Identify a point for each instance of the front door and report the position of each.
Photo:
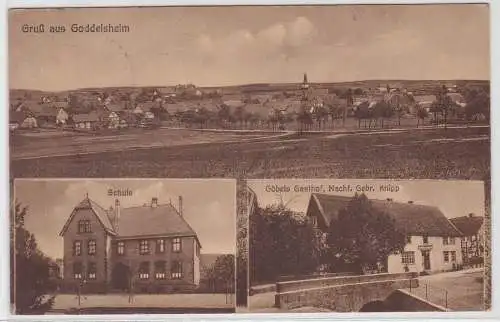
(427, 260)
(121, 277)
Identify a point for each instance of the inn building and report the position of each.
(432, 242)
(148, 248)
(472, 242)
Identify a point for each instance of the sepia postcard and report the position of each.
(366, 245)
(123, 246)
(243, 92)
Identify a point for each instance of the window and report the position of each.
(160, 270)
(92, 270)
(408, 258)
(144, 270)
(176, 269)
(91, 247)
(176, 245)
(84, 226)
(77, 248)
(120, 248)
(144, 247)
(160, 246)
(77, 270)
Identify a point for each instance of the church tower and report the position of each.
(305, 83)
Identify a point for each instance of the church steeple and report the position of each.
(305, 83)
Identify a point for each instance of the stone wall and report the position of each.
(403, 301)
(346, 294)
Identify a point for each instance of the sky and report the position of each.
(209, 206)
(219, 46)
(454, 198)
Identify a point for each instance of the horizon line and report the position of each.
(251, 84)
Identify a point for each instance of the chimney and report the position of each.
(180, 206)
(117, 214)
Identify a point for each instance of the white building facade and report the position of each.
(427, 254)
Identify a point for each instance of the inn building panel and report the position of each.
(433, 243)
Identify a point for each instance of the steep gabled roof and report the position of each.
(468, 225)
(162, 220)
(413, 219)
(100, 213)
(143, 221)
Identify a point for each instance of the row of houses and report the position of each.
(433, 243)
(111, 116)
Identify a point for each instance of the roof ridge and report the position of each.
(374, 199)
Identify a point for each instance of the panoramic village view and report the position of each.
(347, 91)
(317, 246)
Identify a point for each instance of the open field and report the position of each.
(56, 142)
(460, 153)
(67, 301)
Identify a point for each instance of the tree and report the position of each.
(422, 114)
(239, 115)
(224, 114)
(282, 242)
(31, 282)
(350, 102)
(362, 112)
(478, 104)
(221, 274)
(362, 237)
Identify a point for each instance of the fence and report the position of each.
(431, 293)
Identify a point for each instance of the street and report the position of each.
(68, 301)
(458, 291)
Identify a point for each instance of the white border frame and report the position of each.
(494, 314)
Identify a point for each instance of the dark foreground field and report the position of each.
(462, 153)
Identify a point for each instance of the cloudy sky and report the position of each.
(238, 45)
(209, 206)
(454, 198)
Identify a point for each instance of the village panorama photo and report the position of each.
(116, 246)
(366, 245)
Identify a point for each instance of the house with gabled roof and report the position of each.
(86, 121)
(148, 248)
(472, 242)
(432, 242)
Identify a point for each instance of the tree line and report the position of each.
(285, 242)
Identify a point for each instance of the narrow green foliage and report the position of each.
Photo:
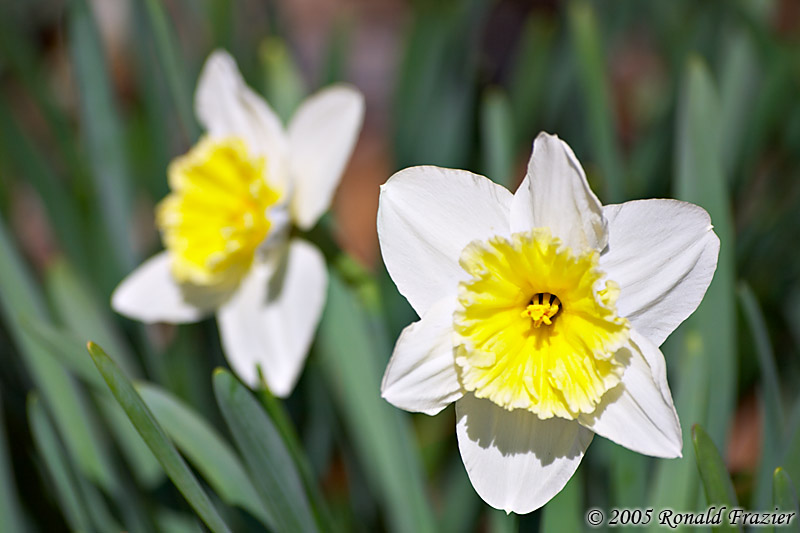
(78, 308)
(497, 138)
(784, 494)
(716, 480)
(103, 132)
(586, 41)
(271, 468)
(566, 511)
(501, 522)
(381, 434)
(156, 439)
(774, 422)
(63, 478)
(20, 298)
(675, 482)
(66, 348)
(10, 510)
(172, 66)
(283, 86)
(205, 449)
(700, 180)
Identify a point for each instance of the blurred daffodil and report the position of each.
(541, 316)
(226, 224)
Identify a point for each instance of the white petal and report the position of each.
(322, 135)
(421, 375)
(516, 461)
(426, 216)
(663, 254)
(271, 319)
(226, 107)
(150, 294)
(555, 194)
(639, 413)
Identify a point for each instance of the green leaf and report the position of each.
(205, 449)
(502, 522)
(66, 347)
(587, 43)
(19, 297)
(143, 464)
(271, 468)
(348, 343)
(716, 480)
(103, 133)
(784, 494)
(700, 180)
(77, 308)
(770, 390)
(526, 90)
(434, 94)
(156, 439)
(740, 78)
(30, 162)
(10, 510)
(284, 88)
(497, 137)
(70, 351)
(675, 482)
(461, 503)
(64, 483)
(565, 512)
(168, 56)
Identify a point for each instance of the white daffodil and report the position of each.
(541, 316)
(226, 224)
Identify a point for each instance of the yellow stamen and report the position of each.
(536, 326)
(542, 309)
(216, 215)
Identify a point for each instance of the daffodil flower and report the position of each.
(541, 316)
(226, 224)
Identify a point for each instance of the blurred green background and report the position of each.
(692, 100)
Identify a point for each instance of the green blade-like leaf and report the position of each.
(381, 434)
(675, 482)
(103, 132)
(700, 180)
(30, 162)
(774, 425)
(502, 522)
(67, 348)
(283, 85)
(143, 464)
(172, 66)
(271, 468)
(10, 510)
(205, 449)
(156, 439)
(592, 71)
(20, 297)
(565, 512)
(716, 480)
(78, 309)
(740, 77)
(497, 137)
(71, 352)
(64, 483)
(784, 494)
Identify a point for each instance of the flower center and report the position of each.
(543, 307)
(536, 325)
(216, 215)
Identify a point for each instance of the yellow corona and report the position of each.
(536, 325)
(217, 213)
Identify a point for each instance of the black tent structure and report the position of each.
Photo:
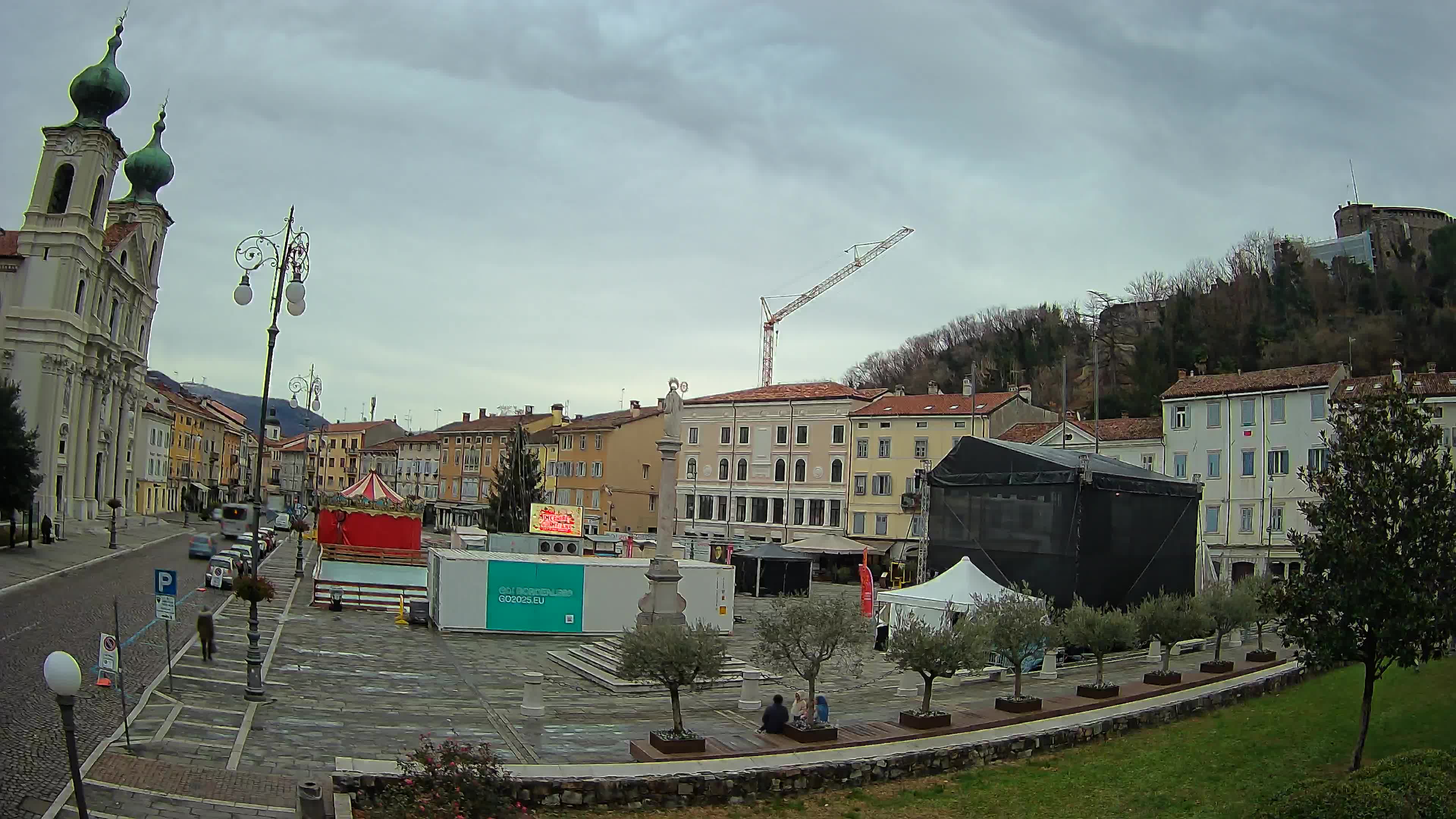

···

> **任务**: 将上方全部数据逐行改写为编号列表，空行略去不计。答案中不要放入图片。

> **本题作答**:
1. Identify a point for each instance of the front door and report the position of each.
2. Photo:
3. (427, 260)
4. (121, 277)
5. Identify a point for each instance of the inn building and report the position of each.
6. (432, 242)
7. (148, 248)
8. (472, 242)
9. Identify a point for each instance of the sepia postcard and report the position of each.
10. (366, 245)
11. (123, 246)
12. (243, 92)
13. Identify a point for each instance of the window and report the position of each.
14. (160, 270)
15. (92, 270)
16. (408, 258)
17. (144, 270)
18. (176, 269)
19. (91, 247)
20. (176, 245)
21. (84, 226)
22. (77, 248)
23. (120, 248)
24. (144, 247)
25. (160, 246)
26. (77, 270)
27. Identify a point for each instance of the church tower and report the position of each.
28. (305, 83)
29. Identify a point for each instance of the church steeple and report the position of each.
30. (305, 83)
31. Identify a point for each instance of the stone wall and report the position of each.
32. (403, 301)
33. (346, 294)
34. Identify a point for each instance of the sky and report the position of each.
35. (209, 206)
36. (219, 46)
37. (454, 198)
38. Identify a point for each instance of the horizon line and report the position of each.
39. (251, 84)
40. Identify a point for each instance of the chimney and report the position of each.
41. (180, 206)
42. (117, 214)
43. Identify a point for each instance of the white building facade and report the position of each.
44. (427, 254)
45. Identify a point for each instance of the inn building panel and report the position of each.
46. (433, 243)
47. Identify a point for each instance of the steep gabled roof and report the position of each.
48. (468, 225)
49. (162, 220)
50. (413, 219)
51. (100, 213)
52. (143, 221)
53. Identify a point for each instance of the row of houses and report the position of each.
54. (433, 243)
55. (111, 116)
56. Identify a point for each instance of the roof ridge and report the position of each.
57. (374, 199)
58. Identify a point for each instance of the panoramic village view and report the position of each.
59. (347, 91)
60. (317, 246)
61. Identify a point for each instance of the open field and report the position of each.
62. (56, 142)
63. (460, 153)
64. (67, 301)
65. Identify a point for each instance of the tree and report the position of each.
66. (422, 114)
67. (239, 115)
68. (224, 114)
69. (282, 242)
70. (31, 282)
71. (350, 102)
72. (362, 112)
73. (478, 104)
74. (221, 274)
75. (362, 237)
76. Identify a point for each instance of the fence and report the position of each.
77. (431, 293)
78. Identify a point for each instance of the street and report the position of each.
79. (68, 301)
80. (458, 291)
81. Identify a point for each instance of the white border frame and report the position of each.
82. (494, 314)
83. Identify a point for each instance of the dark foreground field and report the position of each.
84. (462, 153)
85. Identify a point for each instance of the cloudy sky and report the position of each.
86. (238, 45)
87. (209, 206)
88. (454, 198)
89. Identify a point for each instance of the village panorama photo and report the position of each.
90. (116, 246)
91. (366, 245)
92. Identify a point for each instance of the house with gabled roof and report the position of each.
93. (86, 121)
94. (148, 248)
95. (472, 242)
96. (432, 242)
97. Identify a point for each instance of the tree line and report the position of each.
98. (285, 242)
99. Identify a point for each instance of the narrow green foliage and report the position of each.
100. Photo:
101. (78, 308)
102. (497, 138)
103. (784, 494)
104. (716, 480)
105. (103, 132)
106. (586, 41)
107. (271, 468)
108. (566, 511)
109. (501, 522)
110. (381, 434)
111. (156, 439)
112. (774, 422)
113. (63, 478)
114. (20, 298)
115. (675, 482)
116. (66, 348)
117. (10, 510)
118. (172, 66)
119. (283, 86)
120. (205, 449)
121. (700, 180)
122. Identify a point for each instance of the blurred daffodil and report the position of each.
123. (541, 316)
124. (226, 224)
125. Identify a point for each instance of the white petal and report the position of each.
126. (322, 135)
127. (421, 375)
128. (516, 461)
129. (426, 216)
130. (663, 254)
131. (271, 319)
132. (226, 107)
133. (150, 294)
134. (555, 194)
135. (639, 413)
136. Identify a point for each instance of the green leaf and report the position of each.
137. (205, 449)
138. (502, 522)
139. (66, 347)
140. (587, 43)
141. (19, 297)
142. (143, 464)
143. (271, 468)
144. (348, 343)
145. (716, 480)
146. (103, 133)
147. (784, 494)
148. (700, 180)
149. (77, 308)
150. (770, 390)
151. (526, 90)
152. (434, 94)
153. (156, 439)
154. (740, 78)
155. (30, 162)
156. (10, 510)
157. (284, 88)
158. (497, 137)
159. (70, 351)
160. (675, 482)
161. (461, 503)
162. (64, 483)
163. (565, 512)
164. (168, 56)
165. Identify a point for each instance of the white daffodil and report the position of each.
166. (541, 316)
167. (226, 224)
168. Identify a point for each instance of the yellow stamen and report the position of each.
169. (536, 326)
170. (542, 309)
171. (216, 215)
172. Identify a point for each instance of the daffodil flower and report the position of each.
173. (541, 316)
174. (226, 224)
175. Identify a point for each instance of the blurred green background and report the position of each.
176. (692, 100)
177. Identify a point for each instance of the green blade-like leaf and report the position of each.
178. (381, 434)
179. (675, 482)
180. (103, 132)
181. (700, 180)
182. (30, 162)
183. (774, 425)
184. (502, 522)
185. (67, 348)
186. (283, 85)
187. (143, 464)
188. (172, 66)
189. (271, 468)
190. (10, 510)
191. (205, 449)
192. (156, 439)
193. (592, 71)
194. (20, 297)
195. (565, 512)
196. (716, 480)
197. (78, 309)
198. (740, 77)
199. (497, 137)
200. (71, 352)
201. (64, 483)
202. (784, 494)
203. Identify a point for each instance of the flower center and report the position of each.
204. (543, 307)
205. (536, 325)
206. (216, 215)
207. Identify a point for each instance of the yellow corona and report the position of each.
208. (536, 325)
209. (217, 213)
210. Identify a point for each instance of the black tent structure and report the position of each.
211. Photo:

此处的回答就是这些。